AIM OF THE EXERCISE:
Output the complete listing exactly.

GIVEN ENTRIES:
□ □ □ □ □

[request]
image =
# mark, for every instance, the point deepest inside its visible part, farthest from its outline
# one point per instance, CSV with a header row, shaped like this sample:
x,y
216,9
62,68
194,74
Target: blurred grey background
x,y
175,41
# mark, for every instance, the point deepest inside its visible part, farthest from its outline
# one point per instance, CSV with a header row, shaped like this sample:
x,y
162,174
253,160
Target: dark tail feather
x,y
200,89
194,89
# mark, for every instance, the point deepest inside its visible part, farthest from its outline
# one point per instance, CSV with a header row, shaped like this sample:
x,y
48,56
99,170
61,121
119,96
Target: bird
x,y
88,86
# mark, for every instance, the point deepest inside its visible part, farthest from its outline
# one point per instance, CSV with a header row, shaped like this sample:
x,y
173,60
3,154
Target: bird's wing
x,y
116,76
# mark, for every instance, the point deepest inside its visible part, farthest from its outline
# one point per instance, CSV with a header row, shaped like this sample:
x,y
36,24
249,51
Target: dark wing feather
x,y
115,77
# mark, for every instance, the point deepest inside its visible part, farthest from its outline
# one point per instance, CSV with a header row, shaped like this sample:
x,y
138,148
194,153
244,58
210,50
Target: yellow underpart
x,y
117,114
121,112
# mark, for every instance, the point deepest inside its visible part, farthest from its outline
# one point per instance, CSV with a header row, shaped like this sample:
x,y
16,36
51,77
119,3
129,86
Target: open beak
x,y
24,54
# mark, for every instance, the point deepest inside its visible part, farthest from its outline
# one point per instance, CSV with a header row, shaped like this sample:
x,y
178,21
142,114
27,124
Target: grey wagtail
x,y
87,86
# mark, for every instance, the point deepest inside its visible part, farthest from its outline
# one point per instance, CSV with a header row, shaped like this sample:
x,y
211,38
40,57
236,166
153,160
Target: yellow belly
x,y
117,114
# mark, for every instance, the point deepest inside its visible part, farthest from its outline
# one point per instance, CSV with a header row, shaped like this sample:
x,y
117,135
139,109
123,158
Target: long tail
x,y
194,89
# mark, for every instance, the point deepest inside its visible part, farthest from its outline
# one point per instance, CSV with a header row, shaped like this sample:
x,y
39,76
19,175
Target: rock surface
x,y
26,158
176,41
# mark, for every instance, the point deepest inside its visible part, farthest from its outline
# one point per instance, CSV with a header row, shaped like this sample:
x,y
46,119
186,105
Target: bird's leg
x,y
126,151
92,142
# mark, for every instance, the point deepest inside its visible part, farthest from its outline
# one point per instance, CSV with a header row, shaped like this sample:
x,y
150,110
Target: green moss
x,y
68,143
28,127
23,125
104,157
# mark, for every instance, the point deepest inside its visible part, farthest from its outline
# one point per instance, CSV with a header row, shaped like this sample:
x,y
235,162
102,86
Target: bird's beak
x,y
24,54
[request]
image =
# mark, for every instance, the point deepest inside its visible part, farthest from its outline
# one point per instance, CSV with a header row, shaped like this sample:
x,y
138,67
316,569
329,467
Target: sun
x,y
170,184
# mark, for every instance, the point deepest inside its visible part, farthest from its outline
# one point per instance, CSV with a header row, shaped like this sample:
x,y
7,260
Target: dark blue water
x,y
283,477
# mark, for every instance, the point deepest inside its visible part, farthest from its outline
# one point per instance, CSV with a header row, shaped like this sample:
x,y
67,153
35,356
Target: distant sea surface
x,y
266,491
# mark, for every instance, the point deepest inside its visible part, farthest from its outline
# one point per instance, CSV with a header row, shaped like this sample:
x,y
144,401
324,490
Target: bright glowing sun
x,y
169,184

□ □ □ □ □

WRITTEN ANSWER:
[request]
image =
# mark, for every instance, the point deepest inside its visible part, farthest from its outline
# one point per instance, CSV with a header row, shaped like this sample:
x,y
216,9
62,68
194,74
Target: blurred grey background
x,y
175,41
# mark, for every instance, the point deepest inside its visible part, farthest from its outline
# one point per instance, CSV with a header row, shaped like this sample:
x,y
162,174
253,160
Target: dark tail feather
x,y
200,89
194,89
# mark, for every instance, the point deepest inside its visible part, farthest from its outline
# one point per instance, CSV with a header row, shaped like this sample:
x,y
48,56
99,170
61,121
119,96
Target: bird
x,y
88,86
# mark, for every instance, the point deepest inside its visible part, farthest from its outline
# one point per instance, CSV with a header row, shaped like this sample:
x,y
173,60
3,154
Target: bird's wing
x,y
116,76
# mark, for every instance, the point deepest inside its visible part, farthest from its outline
# one point per instance, CSV with a header row, shaped like this sample:
x,y
36,24
249,51
Target: dark wing feather
x,y
115,77
# mark, for every instance, the point deepest inside its visible part, farthest from its outline
# one point per instance, CSV with a header row, shaped like this sample:
x,y
138,148
194,153
244,58
210,50
Target: yellow underpart
x,y
117,114
121,112
# mark, for every instance, the point deepest inside its visible part, farthest from its outline
# one point per instance, CSV with a header row, shaped like this sample:
x,y
16,36
51,77
119,3
129,86
Target: open beak
x,y
24,54
# mark, for every instance, the point deepest inside its visible part, farthest from its outline
# one point per instance, CSV with a header row, shaped like this sample:
x,y
178,21
142,114
27,124
Target: grey wagtail
x,y
87,86
# mark, for every instance, the point deepest inside its visible part, farthest from its outline
# one point per instance, CSV with a header row, shaped like this sample:
x,y
211,38
40,57
236,166
153,160
Target: yellow belly
x,y
117,114
# mark, for every instance, the point deepest inside its visible part, farthest from its outline
# one point per instance, CSV with a header row, shaped like this sample:
x,y
117,135
139,109
123,158
Target: long tail
x,y
194,89
# mark, for every instance, the point deepest inside its visible part, farthest from its outline
# one point per instance, CSV with a header row, shaped like this sample:
x,y
39,76
19,175
Target: rock surface
x,y
26,158
176,41
# mark, for every instance, the point deepest inside its visible part, farthest from its outline
# one point per instance, CSV with a header row, shaped like this sample:
x,y
46,119
186,105
Target: bird's leg
x,y
126,151
92,142
# mark, for every instance, the point deepest inside its visible part, farthest from its outline
# one point per instance, CSV with a header row, shaped like this sample:
x,y
150,110
Target: green moss
x,y
68,143
28,127
23,125
104,157
# mark, for every instance, the point deepest inside its visible part, farthest from its outline
# one point per instance, CSV with a header row, shaped like this sample:
x,y
235,162
102,86
Target: bird's beak
x,y
24,54
[request]
image =
# mark, for every instance, the point deepest inside its visible part, farthest from its outline
# one point per instance, CSV with a header row, shaped like this sample:
x,y
138,67
316,569
329,467
Target: sun
x,y
170,184
# mark, for every instance, the point deepest inside its visible part, farthest from its outline
# one point per instance, CSV with a header row, shaped like this sample:
x,y
7,260
Target: dark blue water
x,y
283,477
# mark, for every instance, the point deepest inside its visible part, farthest from its outline
# one point per instance, CSV with a header row, shaped like this sample:
x,y
67,153
35,356
Target: distant sea surface
x,y
266,491
# mark, for every instance, the point deepest inside its visible part, farthest from its outline
# one point per instance, CSV with a header row, shaped like this sample:
x,y
144,401
324,490
Target: bright glowing sun
x,y
169,184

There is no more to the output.